Problem statement –
Render all of the records below as a Markdown table with the columns Row and Line, giving each non-blank line its own numbered row and leaving blank lines out.

Input material –
— start —
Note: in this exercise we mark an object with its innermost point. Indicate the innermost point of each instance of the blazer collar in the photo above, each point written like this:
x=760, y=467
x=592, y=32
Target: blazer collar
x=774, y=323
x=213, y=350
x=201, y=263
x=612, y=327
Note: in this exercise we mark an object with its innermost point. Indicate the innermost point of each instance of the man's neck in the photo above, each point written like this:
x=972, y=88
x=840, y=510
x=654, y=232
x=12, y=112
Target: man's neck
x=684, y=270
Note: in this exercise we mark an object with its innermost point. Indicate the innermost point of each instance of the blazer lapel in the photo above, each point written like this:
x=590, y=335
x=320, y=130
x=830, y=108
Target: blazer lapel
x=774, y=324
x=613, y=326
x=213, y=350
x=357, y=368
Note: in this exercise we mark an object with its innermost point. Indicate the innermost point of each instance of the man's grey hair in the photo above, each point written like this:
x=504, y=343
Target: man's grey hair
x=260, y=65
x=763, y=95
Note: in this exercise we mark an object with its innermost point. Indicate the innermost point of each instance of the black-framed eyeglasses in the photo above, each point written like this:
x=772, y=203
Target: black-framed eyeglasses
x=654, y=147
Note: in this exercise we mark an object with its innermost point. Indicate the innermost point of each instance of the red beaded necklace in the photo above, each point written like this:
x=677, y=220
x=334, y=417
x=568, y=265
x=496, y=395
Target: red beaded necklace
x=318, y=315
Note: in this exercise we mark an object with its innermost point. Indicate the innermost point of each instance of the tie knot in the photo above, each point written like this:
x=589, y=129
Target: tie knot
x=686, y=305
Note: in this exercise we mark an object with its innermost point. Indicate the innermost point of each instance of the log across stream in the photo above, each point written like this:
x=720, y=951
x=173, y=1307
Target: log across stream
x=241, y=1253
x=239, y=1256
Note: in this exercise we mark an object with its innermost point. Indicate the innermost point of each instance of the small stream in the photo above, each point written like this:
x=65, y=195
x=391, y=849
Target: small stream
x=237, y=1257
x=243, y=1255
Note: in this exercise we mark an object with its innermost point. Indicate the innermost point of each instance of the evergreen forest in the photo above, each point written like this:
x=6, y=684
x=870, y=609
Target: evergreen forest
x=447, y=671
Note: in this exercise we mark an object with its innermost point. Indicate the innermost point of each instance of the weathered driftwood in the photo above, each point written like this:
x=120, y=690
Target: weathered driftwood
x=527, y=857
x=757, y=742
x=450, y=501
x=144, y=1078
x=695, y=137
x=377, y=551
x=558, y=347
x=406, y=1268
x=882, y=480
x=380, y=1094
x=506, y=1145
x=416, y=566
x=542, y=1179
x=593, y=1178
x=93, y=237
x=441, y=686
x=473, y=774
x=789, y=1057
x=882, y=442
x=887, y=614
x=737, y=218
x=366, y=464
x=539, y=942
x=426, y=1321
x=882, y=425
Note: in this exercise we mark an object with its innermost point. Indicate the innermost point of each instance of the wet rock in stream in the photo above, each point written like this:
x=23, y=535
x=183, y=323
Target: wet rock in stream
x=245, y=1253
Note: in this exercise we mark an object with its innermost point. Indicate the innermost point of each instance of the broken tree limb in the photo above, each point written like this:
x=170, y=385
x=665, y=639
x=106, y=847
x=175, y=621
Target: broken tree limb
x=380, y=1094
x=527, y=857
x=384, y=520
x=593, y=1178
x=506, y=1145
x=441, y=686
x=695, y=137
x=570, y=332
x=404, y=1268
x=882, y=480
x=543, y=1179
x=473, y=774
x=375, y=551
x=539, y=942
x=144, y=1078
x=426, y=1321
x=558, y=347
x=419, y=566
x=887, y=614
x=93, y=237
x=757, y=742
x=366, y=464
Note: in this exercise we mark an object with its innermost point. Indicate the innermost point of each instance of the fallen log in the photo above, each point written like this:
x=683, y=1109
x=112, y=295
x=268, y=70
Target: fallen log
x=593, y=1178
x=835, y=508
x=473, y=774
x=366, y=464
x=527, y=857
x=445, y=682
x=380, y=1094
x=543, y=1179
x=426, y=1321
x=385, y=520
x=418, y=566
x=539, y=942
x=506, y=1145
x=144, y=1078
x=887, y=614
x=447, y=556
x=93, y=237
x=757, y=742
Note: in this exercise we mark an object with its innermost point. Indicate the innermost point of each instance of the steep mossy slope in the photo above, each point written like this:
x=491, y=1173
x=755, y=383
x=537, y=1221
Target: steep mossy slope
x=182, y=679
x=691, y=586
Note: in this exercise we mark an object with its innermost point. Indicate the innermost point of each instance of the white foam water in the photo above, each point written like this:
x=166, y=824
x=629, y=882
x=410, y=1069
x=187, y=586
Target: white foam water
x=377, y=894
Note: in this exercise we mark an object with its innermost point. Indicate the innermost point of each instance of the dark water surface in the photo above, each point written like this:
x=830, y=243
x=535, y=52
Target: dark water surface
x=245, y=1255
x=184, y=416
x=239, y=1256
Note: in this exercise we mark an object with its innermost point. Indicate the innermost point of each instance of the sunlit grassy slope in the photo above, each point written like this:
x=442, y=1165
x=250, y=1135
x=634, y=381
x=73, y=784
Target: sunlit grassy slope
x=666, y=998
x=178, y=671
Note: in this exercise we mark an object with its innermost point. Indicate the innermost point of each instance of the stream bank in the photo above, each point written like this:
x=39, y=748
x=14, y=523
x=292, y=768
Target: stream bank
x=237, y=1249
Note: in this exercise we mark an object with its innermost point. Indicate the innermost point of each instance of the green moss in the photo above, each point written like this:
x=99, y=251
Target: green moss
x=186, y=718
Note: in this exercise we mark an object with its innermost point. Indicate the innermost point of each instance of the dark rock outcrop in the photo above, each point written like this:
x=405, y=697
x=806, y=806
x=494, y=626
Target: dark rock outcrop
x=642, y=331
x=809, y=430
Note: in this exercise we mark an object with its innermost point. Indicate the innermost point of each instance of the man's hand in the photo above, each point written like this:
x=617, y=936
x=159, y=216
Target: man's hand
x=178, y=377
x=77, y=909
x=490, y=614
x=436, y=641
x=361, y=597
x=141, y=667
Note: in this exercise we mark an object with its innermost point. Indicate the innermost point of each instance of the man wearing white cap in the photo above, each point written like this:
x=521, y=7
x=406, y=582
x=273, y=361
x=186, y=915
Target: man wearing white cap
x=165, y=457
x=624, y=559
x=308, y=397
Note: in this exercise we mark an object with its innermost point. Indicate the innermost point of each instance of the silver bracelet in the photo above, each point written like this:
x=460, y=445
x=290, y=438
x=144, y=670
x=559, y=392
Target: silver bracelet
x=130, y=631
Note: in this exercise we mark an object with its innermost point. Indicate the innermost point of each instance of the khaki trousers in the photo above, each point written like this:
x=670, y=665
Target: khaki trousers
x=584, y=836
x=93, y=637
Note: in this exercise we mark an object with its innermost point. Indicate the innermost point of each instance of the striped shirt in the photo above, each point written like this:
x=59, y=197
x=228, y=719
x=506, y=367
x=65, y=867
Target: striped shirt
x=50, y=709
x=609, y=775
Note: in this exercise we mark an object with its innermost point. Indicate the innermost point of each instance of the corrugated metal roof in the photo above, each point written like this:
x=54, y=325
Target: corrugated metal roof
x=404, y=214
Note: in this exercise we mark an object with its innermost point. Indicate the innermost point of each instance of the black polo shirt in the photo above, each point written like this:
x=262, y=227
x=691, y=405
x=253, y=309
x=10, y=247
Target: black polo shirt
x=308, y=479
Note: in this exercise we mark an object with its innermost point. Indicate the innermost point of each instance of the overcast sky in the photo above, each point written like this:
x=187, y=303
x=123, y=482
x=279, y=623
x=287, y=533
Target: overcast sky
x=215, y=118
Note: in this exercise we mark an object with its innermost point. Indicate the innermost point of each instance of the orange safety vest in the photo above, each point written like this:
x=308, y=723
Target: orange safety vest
— end —
Right answer –
| Row | Line |
|---|---|
| 1 | Note: in this exercise we mark an object with its innermost point. Indicate the innermost point of each instance of the blazer collar in the photo above, each point written like this: |
| 2 | x=760, y=467 |
| 3 | x=592, y=32 |
| 4 | Target: blazer collar |
| 5 | x=774, y=323 |
| 6 | x=213, y=350 |
| 7 | x=201, y=263 |
| 8 | x=612, y=327 |
| 9 | Note: in this exercise we mark an object with its innermost point. Indicate the innermost point of each instance of the man's neck in the photo above, each point written like this: |
| 10 | x=972, y=88 |
| 11 | x=840, y=510 |
| 12 | x=654, y=232 |
| 13 | x=12, y=112 |
| 14 | Target: man's neck |
| 15 | x=684, y=270 |
| 16 | Note: in this exercise we mark an object with its innermost point. Indicate the innermost point of each instance of the blazer lapel in the photo above, each point written like this: |
| 17 | x=590, y=335 |
| 18 | x=320, y=130 |
| 19 | x=830, y=108 |
| 20 | Target: blazer lapel |
| 21 | x=774, y=324 |
| 22 | x=613, y=326 |
| 23 | x=213, y=350 |
| 24 | x=357, y=368 |
| 25 | Note: in this exercise we mark an object with its innermost point. Indicate the innermost point of each instance of the man's grey hair in the photo above, each point written like this: |
| 26 | x=504, y=343 |
| 27 | Target: man's grey hair |
| 28 | x=260, y=65 |
| 29 | x=763, y=95 |
| 30 | Note: in this exercise we mark an object with its innermost point. Indicate the innermost point of each instance of the black-framed eyeglasses in the photo above, each point written like this: |
| 31 | x=772, y=203 |
| 32 | Target: black-framed eyeglasses |
| 33 | x=654, y=147 |
| 34 | Note: in this exercise we mark an object with its innermost point. Indicate the innermost point of each instance of the red beaded necklace in the photo above, each point written like this: |
| 35 | x=677, y=220 |
| 36 | x=334, y=417 |
| 37 | x=568, y=265 |
| 38 | x=496, y=395 |
| 39 | Target: red beaded necklace |
| 40 | x=318, y=315 |
| 41 | Note: in this exercise we mark an object with its innermost point. Indicate the innermost point of each instance of the tie knot in the photo above, each point written like this: |
| 42 | x=589, y=129 |
| 43 | Target: tie knot |
| 44 | x=686, y=305 |
| 45 | Note: in this exercise we mark an object with its innermost point. Indicate the innermost point of each instance of the log across stream in the photo above, each point written like this: |
| 46 | x=720, y=951 |
| 47 | x=173, y=1307 |
| 48 | Target: log across stream |
| 49 | x=241, y=1253 |
| 50 | x=239, y=1256 |
| 51 | Note: in this exercise we mark an object with its innermost point. Indicate the innermost point of each instance of the small stream in the photo above, each point written like this: |
| 52 | x=65, y=195 |
| 53 | x=391, y=849 |
| 54 | Target: small stream |
| 55 | x=237, y=1257 |
| 56 | x=243, y=1255 |
| 57 | Note: in this exercise we mark an object with its innermost point. Indicate the innermost point of each instance of the evergreen forest in the photo above, each point written like this: |
| 58 | x=6, y=684 |
| 59 | x=870, y=609 |
| 60 | Target: evergreen forest |
| 61 | x=447, y=671 |
| 62 | Note: in this exercise we mark an object with its innermost point. Indicate the innermost point of each instance of the weathered driftwood in the photo above, each point written like this: |
| 63 | x=120, y=690 |
| 64 | Target: weathered driftwood |
| 65 | x=527, y=857 |
| 66 | x=757, y=742 |
| 67 | x=450, y=501 |
| 68 | x=144, y=1078 |
| 69 | x=695, y=137 |
| 70 | x=377, y=551 |
| 71 | x=558, y=347 |
| 72 | x=406, y=1268 |
| 73 | x=882, y=480 |
| 74 | x=380, y=1094 |
| 75 | x=506, y=1145 |
| 76 | x=416, y=566 |
| 77 | x=542, y=1179 |
| 78 | x=593, y=1178 |
| 79 | x=93, y=237 |
| 80 | x=441, y=686 |
| 81 | x=473, y=774 |
| 82 | x=789, y=1057 |
| 83 | x=882, y=442 |
| 84 | x=887, y=614 |
| 85 | x=737, y=218 |
| 86 | x=366, y=464 |
| 87 | x=539, y=942 |
| 88 | x=426, y=1321 |
| 89 | x=882, y=425 |
| 90 | Note: in this exercise we mark an object with its innermost point. Indicate the innermost point of each instance of the wet rock in stream in the photo above, each point written like this: |
| 91 | x=23, y=535 |
| 92 | x=183, y=323 |
| 93 | Target: wet rock in stream |
| 94 | x=245, y=1253 |
| 95 | Note: in this exercise we mark an object with its innermost point. Indicate the innermost point of each instance of the broken tree limb in the photo above, each point written like this: |
| 96 | x=170, y=385 |
| 97 | x=665, y=639 |
| 98 | x=106, y=847 |
| 99 | x=175, y=621 |
| 100 | Target: broken tree limb |
| 101 | x=380, y=1094 |
| 102 | x=527, y=857 |
| 103 | x=384, y=520 |
| 104 | x=593, y=1178 |
| 105 | x=506, y=1145 |
| 106 | x=441, y=686 |
| 107 | x=695, y=137 |
| 108 | x=570, y=332 |
| 109 | x=404, y=1268 |
| 110 | x=882, y=480 |
| 111 | x=543, y=1179 |
| 112 | x=473, y=774 |
| 113 | x=375, y=551 |
| 114 | x=539, y=942 |
| 115 | x=144, y=1078 |
| 116 | x=426, y=1321 |
| 117 | x=558, y=347 |
| 118 | x=419, y=566 |
| 119 | x=887, y=614 |
| 120 | x=93, y=237 |
| 121 | x=757, y=742 |
| 122 | x=366, y=464 |
| 123 | Note: in this exercise we mark an object with its innermost point. Indicate the innermost point of each instance of the fallen log in the photo above, each point written like this: |
| 124 | x=683, y=1109 |
| 125 | x=112, y=295 |
| 126 | x=268, y=70 |
| 127 | Target: fallen log |
| 128 | x=593, y=1178 |
| 129 | x=835, y=508 |
| 130 | x=473, y=774 |
| 131 | x=366, y=464 |
| 132 | x=527, y=857 |
| 133 | x=445, y=682 |
| 134 | x=380, y=1094 |
| 135 | x=543, y=1179 |
| 136 | x=426, y=1321 |
| 137 | x=385, y=520 |
| 138 | x=418, y=566 |
| 139 | x=539, y=942 |
| 140 | x=506, y=1145 |
| 141 | x=144, y=1078 |
| 142 | x=887, y=614 |
| 143 | x=447, y=556 |
| 144 | x=93, y=237 |
| 145 | x=757, y=742 |
| 146 | Note: in this exercise we mark an object with its innermost point. Indicate the innermost point of each instance of the steep mossy slope in the photo above, each point written like this: |
| 147 | x=491, y=1173 |
| 148 | x=755, y=383 |
| 149 | x=537, y=1221 |
| 150 | Target: steep mossy slope |
| 151 | x=182, y=679 |
| 152 | x=691, y=586 |
| 153 | Note: in this exercise we mark an object with its innermost point. Indicate the innermost point of each instance of the white foam water in the photo above, each point written like this: |
| 154 | x=166, y=824 |
| 155 | x=629, y=882 |
| 156 | x=410, y=1069 |
| 157 | x=187, y=586 |
| 158 | Target: white foam water |
| 159 | x=377, y=894 |
| 160 | Note: in this exercise we mark an object with its innermost point. Indicate the innermost point of each instance of the dark water surface in the photo above, each point written like this: |
| 161 | x=830, y=243 |
| 162 | x=535, y=52 |
| 163 | Target: dark water surface |
| 164 | x=245, y=1255 |
| 165 | x=184, y=416 |
| 166 | x=239, y=1256 |
| 167 | Note: in this exercise we mark an object with its innermost point. Indicate the innermost point of each instance of the sunlit grassy slope in the photo above, each point written like this: |
| 168 | x=442, y=1165 |
| 169 | x=250, y=1135 |
| 170 | x=634, y=381 |
| 171 | x=73, y=784 |
| 172 | Target: sunlit grassy slope |
| 173 | x=666, y=998 |
| 174 | x=178, y=671 |
| 175 | Note: in this exercise we mark an object with its innermost point. Indicate the innermost point of each instance of the stream bank in the photo above, each point written like this: |
| 176 | x=39, y=748 |
| 177 | x=14, y=523 |
| 178 | x=292, y=768 |
| 179 | Target: stream bank |
| 180 | x=237, y=1249 |
| 181 | Note: in this exercise we mark an object with its innermost point. Indicate the innermost point of each instance of the green moss in the photo above, each point written like this: |
| 182 | x=99, y=251 |
| 183 | Target: green moss |
| 184 | x=186, y=718 |
| 185 | Note: in this exercise we mark an object with its innermost point. Indicate the innermost point of each instance of the dark rock outcrop in the photo above, each point written like this: |
| 186 | x=405, y=697 |
| 187 | x=806, y=806 |
| 188 | x=494, y=626 |
| 189 | Target: dark rock outcrop |
| 190 | x=642, y=331 |
| 191 | x=809, y=430 |
| 192 | Note: in this exercise we mark an object with its innermost point. Indicate the innermost point of each instance of the man's hand in the photo above, each point written like this: |
| 193 | x=617, y=936 |
| 194 | x=159, y=216 |
| 195 | Target: man's hand |
| 196 | x=178, y=377 |
| 197 | x=77, y=909 |
| 198 | x=490, y=614 |
| 199 | x=436, y=641 |
| 200 | x=361, y=597 |
| 201 | x=141, y=667 |
| 202 | Note: in this exercise we mark an object with its innermost point. Indicate the innermost point of each instance of the man wearing white cap in the photo above, each point written like this: |
| 203 | x=521, y=7 |
| 204 | x=406, y=582 |
| 205 | x=273, y=361 |
| 206 | x=186, y=915 |
| 207 | Target: man wearing white cap |
| 208 | x=165, y=457 |
| 209 | x=624, y=559 |
| 210 | x=308, y=397 |
| 211 | Note: in this exercise we mark an object with its innermost point. Indicate the innermost point of each instance of the silver bracelet in the photo above, each point written like this: |
| 212 | x=460, y=445 |
| 213 | x=290, y=438 |
| 214 | x=144, y=670 |
| 215 | x=559, y=392 |
| 216 | Target: silver bracelet |
| 217 | x=130, y=631 |
| 218 | Note: in this exercise we mark an object with its innermost point. Indicate the innermost point of each instance of the khaki trousers in the photo above, each point written like this: |
| 219 | x=670, y=665 |
| 220 | Target: khaki trousers |
| 221 | x=584, y=836 |
| 222 | x=93, y=637 |
| 223 | Note: in this exercise we mark an object with its innermost point. Indicate the innermost point of each instance of the striped shirt in the photo above, each point written like this: |
| 224 | x=59, y=197 |
| 225 | x=228, y=719 |
| 226 | x=506, y=367 |
| 227 | x=65, y=867 |
| 228 | Target: striped shirt |
| 229 | x=50, y=709 |
| 230 | x=609, y=775 |
| 231 | Note: in this exercise we mark an object with its innermost point. Indicate the innermost point of each instance of the corrugated metal roof in the photo above, each point written like this: |
| 232 | x=54, y=325 |
| 233 | Target: corrugated metal roof |
| 234 | x=404, y=214 |
| 235 | Note: in this exercise we mark an object with its innermost point. Indicate the innermost point of each instance of the black polo shirt in the photo above, each point written like this: |
| 236 | x=262, y=227 |
| 237 | x=691, y=405 |
| 238 | x=253, y=309 |
| 239 | x=10, y=247 |
| 240 | Target: black polo shirt |
| 241 | x=308, y=479 |
| 242 | Note: in this exercise we mark an object with its innermost point. Indicate the innermost point of each instance of the overcast sky in the photo above, each point written like this: |
| 243 | x=187, y=303 |
| 244 | x=123, y=482 |
| 245 | x=279, y=623 |
| 246 | x=287, y=533 |
| 247 | Target: overcast sky |
| 248 | x=215, y=118 |
| 249 | Note: in this exercise we mark an object with its innermost point. Indicate the innermost point of each instance of the orange safety vest in the photo above, each point written like this: |
| 250 | x=308, y=723 |
| 251 | Target: orange safety vest |